> **Exercise details**:
The entries below are to be written out again without alteration.

Start of Excerpted records

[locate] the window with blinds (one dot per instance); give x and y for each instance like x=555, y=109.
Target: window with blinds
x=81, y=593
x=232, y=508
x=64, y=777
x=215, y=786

End of Excerpted records

> **Result for this exercise**:
[locate] the window with blinds (one dot per instance); give x and y for each instance like x=555, y=109.
Target: window with blinds
x=81, y=593
x=232, y=508
x=64, y=777
x=215, y=786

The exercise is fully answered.